Information given ▸
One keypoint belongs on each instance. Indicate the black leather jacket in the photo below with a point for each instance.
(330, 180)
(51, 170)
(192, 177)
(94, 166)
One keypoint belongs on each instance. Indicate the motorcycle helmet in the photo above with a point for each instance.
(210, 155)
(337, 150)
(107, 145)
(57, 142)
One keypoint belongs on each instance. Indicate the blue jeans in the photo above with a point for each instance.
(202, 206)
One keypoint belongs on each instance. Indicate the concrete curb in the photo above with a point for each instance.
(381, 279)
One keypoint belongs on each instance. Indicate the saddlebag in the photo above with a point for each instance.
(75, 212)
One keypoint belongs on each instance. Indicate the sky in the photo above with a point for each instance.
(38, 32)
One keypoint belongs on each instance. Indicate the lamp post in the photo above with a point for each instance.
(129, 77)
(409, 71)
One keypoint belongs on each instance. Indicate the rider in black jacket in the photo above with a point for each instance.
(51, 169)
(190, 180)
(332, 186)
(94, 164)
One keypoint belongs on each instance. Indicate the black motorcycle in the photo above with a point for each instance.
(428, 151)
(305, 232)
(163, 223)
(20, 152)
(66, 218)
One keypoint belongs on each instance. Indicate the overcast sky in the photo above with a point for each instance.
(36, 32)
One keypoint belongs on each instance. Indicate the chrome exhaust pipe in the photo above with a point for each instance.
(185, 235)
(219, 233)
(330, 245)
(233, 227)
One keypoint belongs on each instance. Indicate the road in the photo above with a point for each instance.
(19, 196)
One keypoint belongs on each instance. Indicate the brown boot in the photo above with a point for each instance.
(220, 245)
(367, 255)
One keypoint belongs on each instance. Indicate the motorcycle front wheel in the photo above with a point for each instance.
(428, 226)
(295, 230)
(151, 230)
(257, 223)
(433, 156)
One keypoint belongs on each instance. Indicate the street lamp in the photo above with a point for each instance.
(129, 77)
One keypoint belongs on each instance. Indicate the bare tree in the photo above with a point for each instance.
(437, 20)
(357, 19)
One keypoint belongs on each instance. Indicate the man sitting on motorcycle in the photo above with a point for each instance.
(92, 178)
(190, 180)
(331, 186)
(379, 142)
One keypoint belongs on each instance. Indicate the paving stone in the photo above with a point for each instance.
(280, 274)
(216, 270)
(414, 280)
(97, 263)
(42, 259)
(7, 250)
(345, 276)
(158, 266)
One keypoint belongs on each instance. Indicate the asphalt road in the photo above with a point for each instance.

What you need to do ▸ Recast all of the rows above as a numbered list, leaving out any blank lines.

Response for this exercise ▸
1. One keypoint belongs on each instance. Indicate the black leather jacket in the photo below with a point for each instance.
2. (330, 180)
3. (51, 170)
4. (192, 177)
5. (94, 166)
6. One keypoint belongs on each instance. Indicate the motorcycle helmet in the photo above with a point for each instance.
7. (210, 155)
8. (337, 150)
9. (107, 145)
10. (57, 142)
11. One keypoint belongs on each instance. Indicate the blue jeans in the photo above with a point for each instance.
12. (202, 206)
13. One keypoint belongs on each instance. Indicate the concrete curb in the photo above with a point for each instance.
14. (381, 279)
15. One keypoint belongs on each instance. Indicate the saddlebag in the photo above with a point for each instance.
16. (75, 212)
17. One keypoint belongs on each instance. Indicate the sky in the photo above with a point for each instance.
18. (38, 32)
19. One keypoint belongs on each instance. Indicate the lamp post in the photo above with a point for each instance.
20. (129, 77)
21. (409, 71)
22. One keypoint belongs on each instance. Indicate the rider in black jacket in the photo above with a point for each instance.
23. (51, 169)
24. (190, 180)
25. (332, 186)
26. (94, 164)
27. One keypoint belongs on each instance. Indicate the black motorcycle in the photo above with a point for each instance.
28. (428, 151)
29. (305, 232)
30. (163, 223)
31. (20, 152)
32. (66, 218)
33. One keypoint belongs on each instance. Indicate the overcast sky in the photo above with a point for each instance.
34. (36, 32)
35. One keypoint belongs on each instance. Indicate the chrome exhaust pipe in the photo above with a point for each instance.
36. (185, 235)
37. (219, 233)
38. (330, 245)
39. (233, 227)
40. One keypoint belongs on each instance. Indicate the road in the photo above with a point for each instance.
41. (19, 196)
42. One keypoint belongs on each instance. Indicate the brown boot in the photo above with a point for each instance.
43. (220, 245)
44. (367, 255)
45. One keypoint belongs on each instance. Indicate the motorcycle front wheel in the photo above with a point for each instance.
46. (428, 226)
47. (295, 230)
48. (151, 230)
49. (257, 223)
50. (433, 156)
51. One keypoint belongs on each instance. Indicate the street lamp in the photo above with a point for each instance.
52. (129, 77)
53. One keypoint belongs on each instance. Indicate the bare tree in the photo above with a point for each instance.
54. (437, 20)
55. (357, 19)
56. One keypoint belongs on each instance. Indicate the man sitting on motorcycle in the photo above with a point for each instance.
57. (92, 178)
58. (190, 180)
59. (331, 186)
60. (379, 142)
61. One keypoint belongs on each instance. Indicate the paving stone in the photo above with a point for each instance.
62. (280, 274)
63. (216, 270)
64. (414, 280)
65. (97, 263)
66. (42, 259)
67. (7, 250)
68. (345, 276)
69. (158, 266)
70. One keypoint belongs on each instance. Indicate the asphalt road in the photo above with a point for each instance.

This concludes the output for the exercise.